-- START --
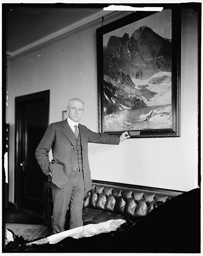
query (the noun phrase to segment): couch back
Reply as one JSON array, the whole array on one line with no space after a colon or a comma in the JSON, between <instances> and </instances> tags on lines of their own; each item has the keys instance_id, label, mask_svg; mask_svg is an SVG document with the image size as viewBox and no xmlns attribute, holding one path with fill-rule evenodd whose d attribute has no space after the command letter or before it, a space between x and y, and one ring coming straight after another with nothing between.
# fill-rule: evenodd
<instances>
[{"instance_id":1,"label":"couch back","mask_svg":"<svg viewBox=\"0 0 203 256\"><path fill-rule=\"evenodd\" d=\"M164 203L183 192L93 180L92 189L85 195L84 207L141 217L150 212L159 203Z\"/></svg>"}]
</instances>

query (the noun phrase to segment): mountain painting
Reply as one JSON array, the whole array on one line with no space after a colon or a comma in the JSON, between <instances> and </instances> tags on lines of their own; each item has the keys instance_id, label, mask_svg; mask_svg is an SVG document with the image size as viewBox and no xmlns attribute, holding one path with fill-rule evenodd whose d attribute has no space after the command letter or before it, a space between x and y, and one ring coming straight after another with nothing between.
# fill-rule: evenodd
<instances>
[{"instance_id":1,"label":"mountain painting","mask_svg":"<svg viewBox=\"0 0 203 256\"><path fill-rule=\"evenodd\" d=\"M104 132L171 128L171 14L166 11L104 35Z\"/></svg>"}]
</instances>

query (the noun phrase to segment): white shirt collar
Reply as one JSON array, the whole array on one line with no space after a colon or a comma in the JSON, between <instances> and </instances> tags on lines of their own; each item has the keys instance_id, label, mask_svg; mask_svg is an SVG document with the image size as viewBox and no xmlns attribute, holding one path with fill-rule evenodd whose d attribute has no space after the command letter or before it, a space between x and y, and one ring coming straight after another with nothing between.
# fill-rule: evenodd
<instances>
[{"instance_id":1,"label":"white shirt collar","mask_svg":"<svg viewBox=\"0 0 203 256\"><path fill-rule=\"evenodd\" d=\"M74 127L74 125L76 125L77 126L78 126L78 122L76 123L76 122L74 122L74 121L73 121L72 120L71 120L69 117L68 117L68 118L67 119L67 120L68 121L68 124L69 124L69 125L71 127L71 126L72 127Z\"/></svg>"}]
</instances>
-- END --
Exclude the pictures and transcribe all of the entries exactly.

:: TASK RESULT ::
query (the noun phrase to segment): couch back
Reply as one JSON array, the whole array on one line with no space after a colon or a comma in the JSON, between <instances> and </instances> tags on lines of their own; each item has the keys instance_id, label, mask_svg; mask_svg is an SVG document with the image size as viewBox and no xmlns attribute, holding one path with fill-rule evenodd whose d attribute has no space after the command letter or before it, a space between x and y, and one ring coming straight after another with nothing between.
# fill-rule: evenodd
<instances>
[{"instance_id":1,"label":"couch back","mask_svg":"<svg viewBox=\"0 0 203 256\"><path fill-rule=\"evenodd\" d=\"M164 203L183 192L93 180L92 189L85 195L84 207L141 217L150 212L159 203Z\"/></svg>"}]
</instances>

query (the noun phrase to segment): mountain painting
Reply as one JSON array, the whole array on one line with no space after a colon or a comma in the JSON, between <instances> and </instances> tags on lines of their own; each item has the keys instance_id, label, mask_svg; mask_svg is an SVG document with the image size as viewBox and no xmlns attribute, holding one path with fill-rule evenodd whose d attribute has no space after the command letter or before it, a space between x and y, and one ring coming straight after another with nothing between.
# fill-rule: evenodd
<instances>
[{"instance_id":1,"label":"mountain painting","mask_svg":"<svg viewBox=\"0 0 203 256\"><path fill-rule=\"evenodd\" d=\"M104 132L171 128L171 14L166 11L104 35Z\"/></svg>"}]
</instances>

query (the noun phrase to segment): white shirt collar
Reply as one JSON array, the whole array on one line with no space after a colon or a comma in the JSON, between <instances> and </instances> tags on lines of their own; each item has the keys instance_id, label, mask_svg; mask_svg is an SVG document with the image size as viewBox and no xmlns attribute, holding one path with fill-rule evenodd whose d attribute has no space after the command letter or before it, a space between x and y, and one ring coming straight after another with nothing between.
# fill-rule: evenodd
<instances>
[{"instance_id":1,"label":"white shirt collar","mask_svg":"<svg viewBox=\"0 0 203 256\"><path fill-rule=\"evenodd\" d=\"M74 127L74 125L76 125L77 126L78 126L78 122L76 123L76 122L74 122L74 121L73 121L72 120L71 120L69 117L68 117L68 118L67 119L67 120L68 121L68 124L69 124L69 125L71 127L71 126L72 127Z\"/></svg>"}]
</instances>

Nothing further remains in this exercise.